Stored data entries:
───

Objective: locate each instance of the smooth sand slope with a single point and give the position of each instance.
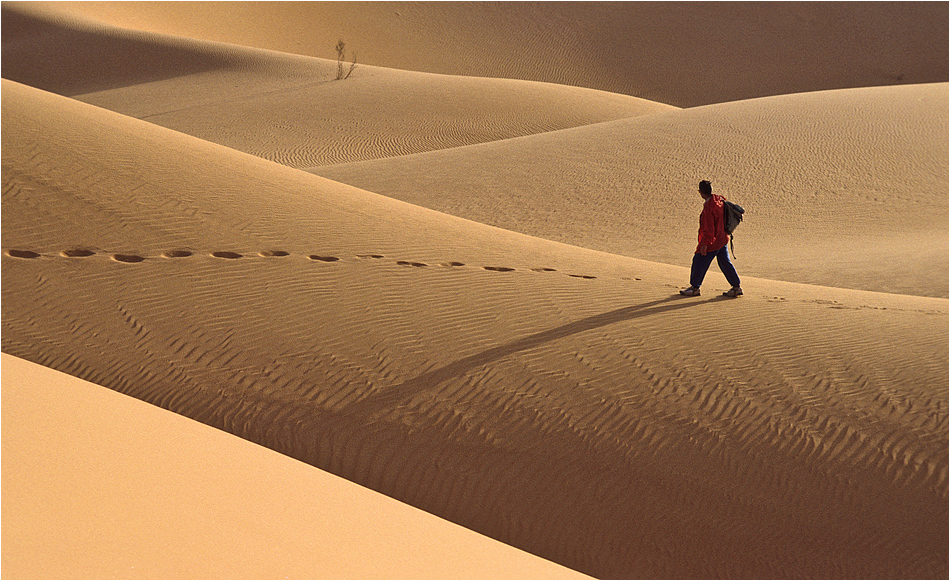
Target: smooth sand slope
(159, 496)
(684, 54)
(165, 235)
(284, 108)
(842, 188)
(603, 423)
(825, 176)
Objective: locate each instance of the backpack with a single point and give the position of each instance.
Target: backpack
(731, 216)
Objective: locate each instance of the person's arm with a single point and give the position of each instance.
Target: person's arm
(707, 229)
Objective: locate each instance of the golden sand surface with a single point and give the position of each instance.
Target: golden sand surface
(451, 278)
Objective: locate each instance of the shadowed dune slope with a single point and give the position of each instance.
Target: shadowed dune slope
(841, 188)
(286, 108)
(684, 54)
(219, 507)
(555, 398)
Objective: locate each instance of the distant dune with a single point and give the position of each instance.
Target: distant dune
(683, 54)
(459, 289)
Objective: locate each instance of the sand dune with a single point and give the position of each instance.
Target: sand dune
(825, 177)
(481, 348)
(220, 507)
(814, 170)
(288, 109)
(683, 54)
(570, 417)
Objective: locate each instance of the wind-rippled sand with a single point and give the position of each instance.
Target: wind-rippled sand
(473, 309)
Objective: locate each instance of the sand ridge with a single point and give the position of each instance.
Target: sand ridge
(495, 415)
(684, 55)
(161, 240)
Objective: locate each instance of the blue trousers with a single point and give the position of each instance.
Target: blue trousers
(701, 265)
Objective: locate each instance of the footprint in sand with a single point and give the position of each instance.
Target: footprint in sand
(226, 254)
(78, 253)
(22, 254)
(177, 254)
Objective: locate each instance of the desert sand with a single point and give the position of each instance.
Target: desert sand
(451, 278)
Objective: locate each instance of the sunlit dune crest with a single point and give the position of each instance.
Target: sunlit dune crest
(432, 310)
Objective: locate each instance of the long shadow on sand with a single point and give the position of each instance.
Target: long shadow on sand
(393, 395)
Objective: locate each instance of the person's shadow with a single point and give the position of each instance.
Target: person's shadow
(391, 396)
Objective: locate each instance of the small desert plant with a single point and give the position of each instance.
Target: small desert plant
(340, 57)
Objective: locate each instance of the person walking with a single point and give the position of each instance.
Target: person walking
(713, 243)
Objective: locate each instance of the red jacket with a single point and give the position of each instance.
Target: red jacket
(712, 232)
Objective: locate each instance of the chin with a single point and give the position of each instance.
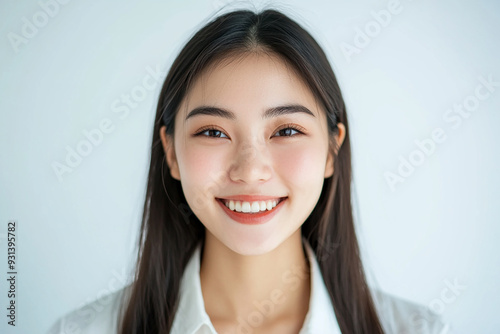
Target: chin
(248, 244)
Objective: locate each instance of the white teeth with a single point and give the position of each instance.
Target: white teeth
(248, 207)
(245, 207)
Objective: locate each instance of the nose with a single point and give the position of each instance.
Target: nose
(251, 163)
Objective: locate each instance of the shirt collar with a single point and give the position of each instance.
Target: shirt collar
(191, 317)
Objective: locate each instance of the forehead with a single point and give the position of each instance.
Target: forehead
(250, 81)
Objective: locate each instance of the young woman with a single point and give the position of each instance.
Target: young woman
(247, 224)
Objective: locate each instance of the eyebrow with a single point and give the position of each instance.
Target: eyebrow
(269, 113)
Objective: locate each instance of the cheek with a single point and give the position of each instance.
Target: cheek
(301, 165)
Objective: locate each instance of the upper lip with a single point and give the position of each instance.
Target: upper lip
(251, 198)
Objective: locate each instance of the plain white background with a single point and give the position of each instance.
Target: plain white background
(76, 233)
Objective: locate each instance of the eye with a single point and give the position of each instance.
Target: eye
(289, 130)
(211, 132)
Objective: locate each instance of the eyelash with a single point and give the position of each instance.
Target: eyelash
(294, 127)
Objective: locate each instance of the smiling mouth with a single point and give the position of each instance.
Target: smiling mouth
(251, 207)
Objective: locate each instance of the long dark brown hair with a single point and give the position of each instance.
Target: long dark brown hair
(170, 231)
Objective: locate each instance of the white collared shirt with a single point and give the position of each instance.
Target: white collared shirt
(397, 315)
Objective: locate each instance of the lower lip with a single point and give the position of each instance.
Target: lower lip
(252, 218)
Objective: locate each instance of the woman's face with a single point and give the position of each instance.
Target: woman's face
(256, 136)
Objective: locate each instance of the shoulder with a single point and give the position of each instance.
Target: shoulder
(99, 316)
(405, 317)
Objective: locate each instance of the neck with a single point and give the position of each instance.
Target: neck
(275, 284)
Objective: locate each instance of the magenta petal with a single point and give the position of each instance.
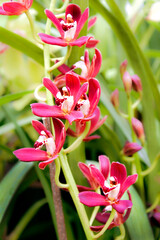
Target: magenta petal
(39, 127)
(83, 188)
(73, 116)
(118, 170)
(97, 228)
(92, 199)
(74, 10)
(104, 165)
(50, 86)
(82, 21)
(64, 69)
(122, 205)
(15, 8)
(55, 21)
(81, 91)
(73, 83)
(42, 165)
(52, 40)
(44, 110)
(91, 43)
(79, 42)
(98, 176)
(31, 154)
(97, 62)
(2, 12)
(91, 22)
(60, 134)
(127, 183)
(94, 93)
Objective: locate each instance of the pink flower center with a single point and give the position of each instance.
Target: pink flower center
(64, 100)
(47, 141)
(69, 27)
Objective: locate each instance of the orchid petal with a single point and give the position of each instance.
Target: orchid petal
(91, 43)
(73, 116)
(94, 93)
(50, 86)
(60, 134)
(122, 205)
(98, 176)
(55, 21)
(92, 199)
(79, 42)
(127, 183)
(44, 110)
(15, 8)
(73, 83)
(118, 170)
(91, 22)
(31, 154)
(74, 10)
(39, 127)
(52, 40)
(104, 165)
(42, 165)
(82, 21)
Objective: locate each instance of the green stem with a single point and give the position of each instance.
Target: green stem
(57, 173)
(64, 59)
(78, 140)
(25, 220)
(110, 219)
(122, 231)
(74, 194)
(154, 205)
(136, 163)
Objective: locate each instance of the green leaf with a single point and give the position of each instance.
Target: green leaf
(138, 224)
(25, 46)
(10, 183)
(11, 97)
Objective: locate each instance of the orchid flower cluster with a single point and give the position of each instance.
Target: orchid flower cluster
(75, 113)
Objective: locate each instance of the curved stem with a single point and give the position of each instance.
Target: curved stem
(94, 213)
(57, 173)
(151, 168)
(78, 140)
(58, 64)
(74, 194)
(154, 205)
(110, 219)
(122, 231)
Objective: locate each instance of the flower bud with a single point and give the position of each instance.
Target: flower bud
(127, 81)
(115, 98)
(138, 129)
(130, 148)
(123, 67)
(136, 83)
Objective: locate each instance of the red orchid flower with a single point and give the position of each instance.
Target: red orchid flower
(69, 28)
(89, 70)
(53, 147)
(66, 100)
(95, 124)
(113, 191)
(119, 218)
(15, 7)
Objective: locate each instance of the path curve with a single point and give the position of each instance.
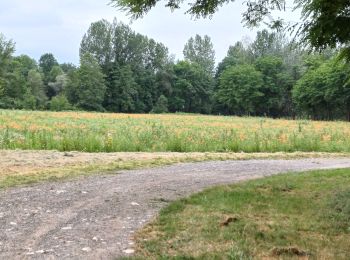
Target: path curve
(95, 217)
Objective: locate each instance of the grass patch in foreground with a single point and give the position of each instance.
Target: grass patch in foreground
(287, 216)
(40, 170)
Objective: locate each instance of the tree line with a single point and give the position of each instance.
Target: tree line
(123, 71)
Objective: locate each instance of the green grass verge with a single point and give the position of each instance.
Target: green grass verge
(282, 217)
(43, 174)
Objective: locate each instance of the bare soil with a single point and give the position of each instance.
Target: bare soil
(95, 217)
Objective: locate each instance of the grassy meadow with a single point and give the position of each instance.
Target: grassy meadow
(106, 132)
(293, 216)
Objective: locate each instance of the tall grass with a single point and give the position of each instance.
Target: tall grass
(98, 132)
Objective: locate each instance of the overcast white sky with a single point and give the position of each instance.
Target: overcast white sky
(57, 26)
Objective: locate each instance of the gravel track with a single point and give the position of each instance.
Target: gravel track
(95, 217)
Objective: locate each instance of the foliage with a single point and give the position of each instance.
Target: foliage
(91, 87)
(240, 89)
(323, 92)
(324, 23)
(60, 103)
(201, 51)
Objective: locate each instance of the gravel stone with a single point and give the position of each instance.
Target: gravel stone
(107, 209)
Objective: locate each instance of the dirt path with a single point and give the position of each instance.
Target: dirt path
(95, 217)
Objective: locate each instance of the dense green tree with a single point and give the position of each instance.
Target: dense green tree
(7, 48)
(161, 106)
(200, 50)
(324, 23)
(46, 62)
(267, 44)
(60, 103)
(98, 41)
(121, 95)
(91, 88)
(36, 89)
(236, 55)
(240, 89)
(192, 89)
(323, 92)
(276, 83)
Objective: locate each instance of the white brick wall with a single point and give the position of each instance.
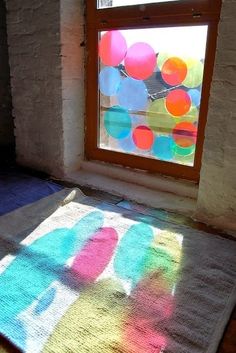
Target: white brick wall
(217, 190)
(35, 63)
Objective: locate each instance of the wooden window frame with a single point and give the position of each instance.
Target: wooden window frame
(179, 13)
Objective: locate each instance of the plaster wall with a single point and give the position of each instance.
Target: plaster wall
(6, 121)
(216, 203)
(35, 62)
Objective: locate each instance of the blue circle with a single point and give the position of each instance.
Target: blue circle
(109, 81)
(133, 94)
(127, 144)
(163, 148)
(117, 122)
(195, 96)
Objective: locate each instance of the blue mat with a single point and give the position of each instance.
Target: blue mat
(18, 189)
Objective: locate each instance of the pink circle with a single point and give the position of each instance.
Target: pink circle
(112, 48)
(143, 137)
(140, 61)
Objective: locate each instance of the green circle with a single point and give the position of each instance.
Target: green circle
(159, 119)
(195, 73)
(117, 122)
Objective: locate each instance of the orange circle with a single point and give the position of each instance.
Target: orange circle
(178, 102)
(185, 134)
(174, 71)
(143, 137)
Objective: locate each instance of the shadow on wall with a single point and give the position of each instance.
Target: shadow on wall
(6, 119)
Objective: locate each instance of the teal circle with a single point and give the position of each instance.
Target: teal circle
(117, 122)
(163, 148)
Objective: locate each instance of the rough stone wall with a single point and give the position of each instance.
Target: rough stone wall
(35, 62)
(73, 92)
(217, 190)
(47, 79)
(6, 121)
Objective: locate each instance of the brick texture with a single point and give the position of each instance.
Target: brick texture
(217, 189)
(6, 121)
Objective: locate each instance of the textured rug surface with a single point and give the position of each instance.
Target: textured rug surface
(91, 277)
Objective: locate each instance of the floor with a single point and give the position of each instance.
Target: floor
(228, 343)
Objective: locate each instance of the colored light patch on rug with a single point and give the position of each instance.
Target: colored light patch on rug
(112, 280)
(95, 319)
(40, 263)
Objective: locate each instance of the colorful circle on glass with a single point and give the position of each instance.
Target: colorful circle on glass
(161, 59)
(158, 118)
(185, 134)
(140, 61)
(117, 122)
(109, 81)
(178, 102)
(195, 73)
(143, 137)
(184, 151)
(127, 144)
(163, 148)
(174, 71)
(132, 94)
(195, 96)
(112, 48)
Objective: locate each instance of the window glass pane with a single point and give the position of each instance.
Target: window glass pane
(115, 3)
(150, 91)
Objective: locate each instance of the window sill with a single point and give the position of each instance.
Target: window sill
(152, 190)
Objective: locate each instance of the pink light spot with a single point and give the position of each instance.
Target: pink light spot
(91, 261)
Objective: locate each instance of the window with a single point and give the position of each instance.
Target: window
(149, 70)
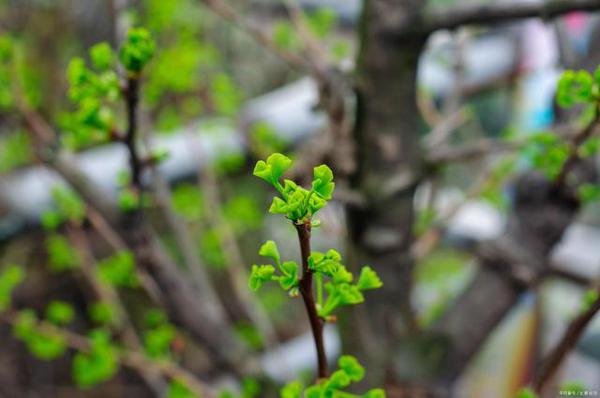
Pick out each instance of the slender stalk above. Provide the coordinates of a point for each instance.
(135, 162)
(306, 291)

───

:: WHAT IS BEING ASKED ::
Nothing but the lines from the one with "Pick out each" through the final line of the data belongs in the answer, and they must match exactly.

:: FINISHED EXERCISE ::
Pick out each instance of the slender stalk above. Provide the coordinates of a point for each instance.
(135, 162)
(306, 291)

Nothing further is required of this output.